═══ Data lines ═══

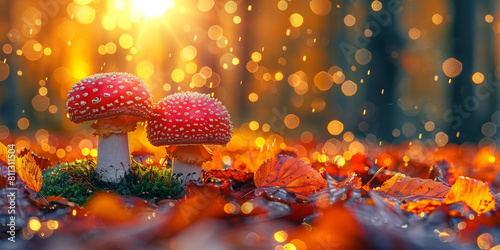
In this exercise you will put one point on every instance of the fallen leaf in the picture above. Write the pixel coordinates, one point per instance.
(443, 171)
(29, 172)
(475, 193)
(336, 228)
(202, 203)
(4, 154)
(290, 174)
(335, 191)
(419, 206)
(411, 188)
(228, 175)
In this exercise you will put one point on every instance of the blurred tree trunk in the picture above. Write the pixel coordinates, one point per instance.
(384, 76)
(9, 102)
(464, 104)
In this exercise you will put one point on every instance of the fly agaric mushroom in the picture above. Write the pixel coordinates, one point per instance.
(187, 121)
(116, 101)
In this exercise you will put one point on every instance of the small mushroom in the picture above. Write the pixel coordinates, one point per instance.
(187, 121)
(116, 102)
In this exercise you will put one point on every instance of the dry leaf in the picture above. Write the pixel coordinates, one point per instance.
(228, 175)
(421, 206)
(404, 187)
(290, 174)
(475, 193)
(4, 154)
(443, 171)
(29, 171)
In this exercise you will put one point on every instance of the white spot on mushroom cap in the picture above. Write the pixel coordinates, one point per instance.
(129, 105)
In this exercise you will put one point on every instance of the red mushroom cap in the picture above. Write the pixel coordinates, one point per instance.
(106, 95)
(189, 118)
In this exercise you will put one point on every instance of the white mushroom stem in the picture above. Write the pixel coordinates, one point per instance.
(186, 171)
(113, 157)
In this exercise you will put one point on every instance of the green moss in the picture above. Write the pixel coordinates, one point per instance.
(77, 181)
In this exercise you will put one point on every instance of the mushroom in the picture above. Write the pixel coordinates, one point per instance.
(187, 121)
(116, 101)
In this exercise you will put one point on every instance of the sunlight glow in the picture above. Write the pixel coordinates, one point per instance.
(153, 8)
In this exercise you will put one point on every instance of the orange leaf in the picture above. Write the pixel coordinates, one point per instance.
(443, 171)
(29, 172)
(475, 193)
(291, 174)
(4, 154)
(421, 206)
(404, 187)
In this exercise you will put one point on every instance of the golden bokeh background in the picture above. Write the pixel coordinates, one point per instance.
(340, 75)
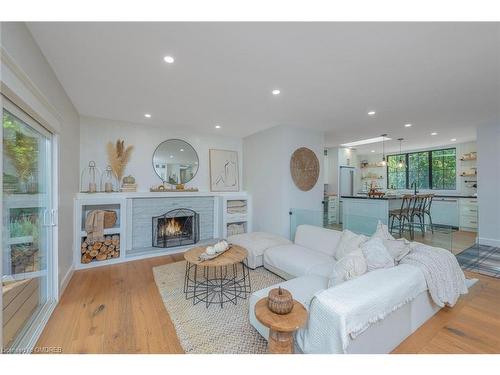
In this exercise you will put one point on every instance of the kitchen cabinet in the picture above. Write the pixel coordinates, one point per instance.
(445, 211)
(468, 214)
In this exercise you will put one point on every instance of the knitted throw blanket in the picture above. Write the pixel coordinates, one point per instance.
(445, 279)
(94, 225)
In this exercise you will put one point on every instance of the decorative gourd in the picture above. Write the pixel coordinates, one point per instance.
(280, 301)
(129, 179)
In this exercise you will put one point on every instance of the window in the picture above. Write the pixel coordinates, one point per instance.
(396, 176)
(444, 169)
(435, 170)
(418, 169)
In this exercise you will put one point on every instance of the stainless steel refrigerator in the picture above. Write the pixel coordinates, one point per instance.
(346, 181)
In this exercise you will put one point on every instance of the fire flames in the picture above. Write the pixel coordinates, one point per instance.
(171, 228)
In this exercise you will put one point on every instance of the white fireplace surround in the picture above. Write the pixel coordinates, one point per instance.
(136, 210)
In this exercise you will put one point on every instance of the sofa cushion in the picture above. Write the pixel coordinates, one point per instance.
(348, 243)
(317, 238)
(376, 254)
(397, 248)
(348, 268)
(382, 232)
(295, 260)
(256, 243)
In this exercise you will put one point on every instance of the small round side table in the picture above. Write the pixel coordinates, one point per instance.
(281, 327)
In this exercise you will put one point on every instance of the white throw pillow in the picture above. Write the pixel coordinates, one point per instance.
(397, 248)
(348, 243)
(376, 254)
(347, 268)
(382, 232)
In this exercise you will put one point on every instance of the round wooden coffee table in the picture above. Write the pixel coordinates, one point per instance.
(219, 280)
(281, 327)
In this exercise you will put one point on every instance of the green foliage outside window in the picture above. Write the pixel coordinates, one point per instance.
(435, 170)
(444, 169)
(418, 164)
(21, 149)
(396, 176)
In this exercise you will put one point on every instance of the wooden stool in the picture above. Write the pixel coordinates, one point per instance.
(281, 327)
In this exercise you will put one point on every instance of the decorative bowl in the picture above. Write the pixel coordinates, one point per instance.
(280, 301)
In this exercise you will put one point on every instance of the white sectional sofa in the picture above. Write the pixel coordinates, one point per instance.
(307, 264)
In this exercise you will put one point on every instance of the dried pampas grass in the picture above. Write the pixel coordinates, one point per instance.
(118, 157)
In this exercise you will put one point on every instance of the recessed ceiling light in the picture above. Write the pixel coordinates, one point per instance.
(366, 141)
(168, 59)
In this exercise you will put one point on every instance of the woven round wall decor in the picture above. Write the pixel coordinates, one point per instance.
(304, 167)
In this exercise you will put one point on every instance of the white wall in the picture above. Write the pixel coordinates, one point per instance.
(55, 109)
(267, 176)
(488, 153)
(96, 133)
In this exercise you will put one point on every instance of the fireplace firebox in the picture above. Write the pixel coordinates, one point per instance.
(179, 227)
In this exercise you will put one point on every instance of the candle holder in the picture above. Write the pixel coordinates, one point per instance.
(108, 181)
(88, 178)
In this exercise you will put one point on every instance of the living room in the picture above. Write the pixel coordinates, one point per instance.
(250, 187)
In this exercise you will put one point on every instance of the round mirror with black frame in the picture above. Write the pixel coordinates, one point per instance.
(175, 161)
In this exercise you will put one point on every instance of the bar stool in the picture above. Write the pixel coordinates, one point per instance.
(403, 214)
(418, 212)
(427, 209)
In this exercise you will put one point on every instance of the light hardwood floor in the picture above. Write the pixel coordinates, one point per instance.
(117, 309)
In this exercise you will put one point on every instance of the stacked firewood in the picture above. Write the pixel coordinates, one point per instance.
(101, 250)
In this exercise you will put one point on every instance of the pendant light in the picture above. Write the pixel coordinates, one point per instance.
(401, 163)
(383, 162)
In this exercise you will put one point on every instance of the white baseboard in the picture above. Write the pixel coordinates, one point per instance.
(488, 241)
(65, 280)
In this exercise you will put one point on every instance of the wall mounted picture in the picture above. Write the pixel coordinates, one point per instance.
(224, 170)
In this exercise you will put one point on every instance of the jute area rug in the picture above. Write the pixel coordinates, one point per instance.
(214, 329)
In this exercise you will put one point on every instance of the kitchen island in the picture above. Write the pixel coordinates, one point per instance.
(361, 214)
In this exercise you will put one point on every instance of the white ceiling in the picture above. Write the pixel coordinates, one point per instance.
(442, 77)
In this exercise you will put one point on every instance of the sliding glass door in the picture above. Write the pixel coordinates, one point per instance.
(27, 226)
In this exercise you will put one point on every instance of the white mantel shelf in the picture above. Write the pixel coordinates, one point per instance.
(148, 194)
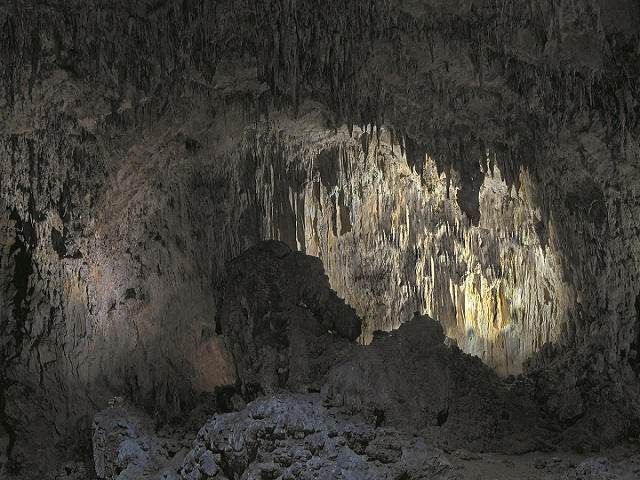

═══

▸ **Job**
Give every line of the listing above as a JSON list of strings, one string per line. Skip blank lines and leave the pictures out.

▸ **Result below**
[
  "In this exercise you will put one point on every instance of the fallen leaf in the picture above. Write the pixel coordinates, one point per instance.",
  "(443, 171)",
  "(29, 172)",
  "(475, 193)",
  "(336, 228)",
  "(202, 203)",
  "(4, 154)",
  "(290, 174)",
  "(335, 191)",
  "(419, 206)",
  "(411, 188)",
  "(228, 175)",
  "In this exercise you will put one point on every instance of the blurred tree trunk in the picture above. Write the pixel coordinates, one point per instance.",
  "(384, 76)",
  "(9, 102)",
  "(464, 104)",
  "In this exercise you will put one point on every instance of the fly agaric mushroom in the picture above. Write the pixel coordinates, one point per instance.",
  "(187, 121)",
  "(116, 101)",
  "In this exercise you will put one point on every instance of the small mushroom in the picture above. Write the pixel coordinates, one point per instance.",
  "(187, 121)",
  "(116, 102)",
  "In this exercise you will put one point on every instance of the dry leaf in the picture above. Write the pixel coordinates, one point per instance.",
  "(228, 175)",
  "(421, 206)",
  "(404, 187)",
  "(290, 174)",
  "(475, 193)",
  "(4, 154)",
  "(443, 171)",
  "(29, 171)",
  "In this exercise you will put one point on every instance of the white spot on mushroom cap in the picture above. Write the pixel coordinates, one point per instance.",
  "(129, 105)",
  "In this exercise you will put one point on every instance of the red mushroom cap in the picture above. Write the pixel coordinates, one point per instance.",
  "(106, 95)",
  "(189, 118)",
  "In this exercise you will put one point on every instance of the white mushroom stem in the picture above. Write the pixel coordinates, one point per instance.",
  "(186, 171)",
  "(113, 157)",
  "In this exercise you will put one point on every instance of the green moss in the picture above. Write the pixel coordinates, one point per instance.",
  "(77, 181)",
  "In this exercise you will put one point on every instance of the mushroom in the picture above. Write the pixel coordinates, one point per instance.",
  "(187, 121)",
  "(116, 101)",
  "In this exercise you will put one point on every instance of the sunlight glow in the picture above. Write the pixel coordinates, one point per instance.",
  "(153, 8)",
  "In this exercise you will put one point on every instance of the orange leaf in the picture above. Write the pixel coordinates, one point per instance.",
  "(443, 171)",
  "(29, 172)",
  "(475, 193)",
  "(291, 174)",
  "(4, 154)",
  "(421, 206)",
  "(404, 187)",
  "In this exercise you will put one point on every instance of the golden bokeh background in the picture above. Write the pixel coordinates, one point per instance.",
  "(340, 75)",
  "In this exercise you will put one point on every instance of the kitchen cabinet in the picture above. Write the pixel coordinates, one point per instance.",
  "(445, 211)",
  "(468, 214)",
  "In this exercise you will put one point on every instance of the knitted throw blanket in the picture above. Write the pixel coordinates, one point per instance.",
  "(445, 279)",
  "(94, 225)",
  "In this exercise you will put one point on every instance of the decorative gourd in the picture above. Write the pixel coordinates, one point per instance.",
  "(280, 301)",
  "(129, 179)",
  "In this exercise you will put one point on every instance of the window in the picture above. Write the pixel coordinates, one point per instance.",
  "(396, 176)",
  "(444, 169)",
  "(435, 170)",
  "(418, 169)",
  "In this exercise you will put one point on every instance of the stainless steel refrigerator in the picture above. Write the pixel coordinates, one point per instance.",
  "(346, 181)",
  "In this exercise you will put one point on every instance of the fire flames in the picture above. Write the pixel coordinates, one point per instance.",
  "(171, 228)",
  "In this exercise you will put one point on every instance of the white fireplace surround in the picture above. Write the pixel coordinates, one point per instance.",
  "(136, 210)",
  "In this exercise you will put one point on every instance of the sofa cushion in the picture above. Write the pixel coordinates, one point per instance.",
  "(348, 243)",
  "(317, 238)",
  "(376, 254)",
  "(397, 248)",
  "(348, 268)",
  "(382, 232)",
  "(295, 260)",
  "(256, 243)",
  "In this exercise you will put one point on every instance of the small round side table in the picture above. Write the pixel coordinates, one point per instance.",
  "(281, 327)",
  "In this exercise you will put one point on every instance of the white throw pillow in the picture above. Write the pixel coordinates, one point per instance.",
  "(397, 248)",
  "(348, 243)",
  "(376, 254)",
  "(347, 268)",
  "(382, 232)",
  "In this exercise you will put one point on every instance of the round wooden coffee table in the picture above. Write the pixel coordinates, one point per instance.",
  "(219, 280)",
  "(281, 327)",
  "In this exercise you will put one point on every instance of the green foliage outside window in the picture above. Write the pixel coordinates, one point per instance.",
  "(435, 170)",
  "(444, 169)",
  "(418, 164)",
  "(21, 149)",
  "(396, 176)",
  "In this exercise you will put one point on every instance of the wooden stool in the picture above. Write the pixel coordinates, one point per instance.",
  "(281, 327)",
  "In this exercise you will put one point on every instance of the decorative bowl in the picture above. Write the pixel coordinates, one point per instance.",
  "(280, 301)",
  "In this exercise you will put one point on every instance of the white sectional sofa in the picture above. Write the pixel coordinates, one point per instance.",
  "(307, 264)",
  "In this exercise you will put one point on every instance of the dried pampas grass in the picture above. Write the pixel coordinates, one point per instance.",
  "(118, 157)",
  "In this exercise you will put one point on every instance of the recessed ceiling light in the picture above. Write the pixel coordinates, one point per instance.",
  "(366, 141)",
  "(168, 59)",
  "In this exercise you will put one point on every instance of the woven round wall decor in the picture above. Write the pixel coordinates, one point per instance.",
  "(304, 167)",
  "In this exercise you will put one point on every instance of the white wall in the picture above. Write the pixel coordinates, one point per instance.",
  "(55, 109)",
  "(267, 176)",
  "(488, 153)",
  "(96, 133)",
  "In this exercise you will put one point on every instance of the fireplace firebox in the picture above. Write the pixel coordinates, one point per instance.",
  "(179, 227)",
  "In this exercise you will put one point on every instance of the candle holder in the picture above. Write the pixel coordinates, one point per instance.",
  "(108, 181)",
  "(88, 178)",
  "In this exercise you will put one point on every instance of the living room in the picture above. Write the pixel coordinates, one point per instance.",
  "(250, 187)",
  "In this exercise you will put one point on every instance of the round mirror with black frame in the picture above. Write the pixel coordinates, one point per instance.",
  "(175, 161)",
  "In this exercise you will put one point on every instance of the bar stool in the picture above. Write the pixel coordinates, one point per instance.",
  "(403, 214)",
  "(418, 212)",
  "(427, 209)",
  "In this exercise you will put one point on every instance of the light hardwood floor in the picture above. Write the pixel coordinates, one point per instance.",
  "(117, 309)",
  "In this exercise you will put one point on every instance of the stacked firewood in the picture above. Write the pixel coordinates, one point per instance.",
  "(101, 250)",
  "In this exercise you will put one point on every instance of the pendant light in the picture above. Write the pixel coordinates, one point per instance.",
  "(401, 163)",
  "(383, 162)",
  "In this exercise you will put one point on every instance of the white baseboard in the picture above. Write the pixel coordinates, one point per instance.",
  "(488, 241)",
  "(65, 280)",
  "In this exercise you will put one point on every instance of the wall mounted picture in the picture above. Write the pixel coordinates, one point per instance.",
  "(224, 170)",
  "In this exercise you will put one point on every instance of the jute area rug in the picture above. Write the pixel coordinates, one point per instance.",
  "(214, 329)",
  "In this exercise you will put one point on every instance of the kitchen island in the picture above. Write the pixel coordinates, one point per instance.",
  "(361, 214)",
  "In this exercise you will put one point on every instance of the white ceiling in the picture above. Write the pixel coordinates, one point per instance.",
  "(442, 77)",
  "In this exercise you will put one point on every instance of the sliding glass door in the picture above. Write the pixel coordinates, one point per instance.",
  "(27, 226)",
  "In this exercise you will put one point on every instance of the white mantel shelf in the picture above. Write the pixel coordinates, one point per instance.",
  "(148, 194)"
]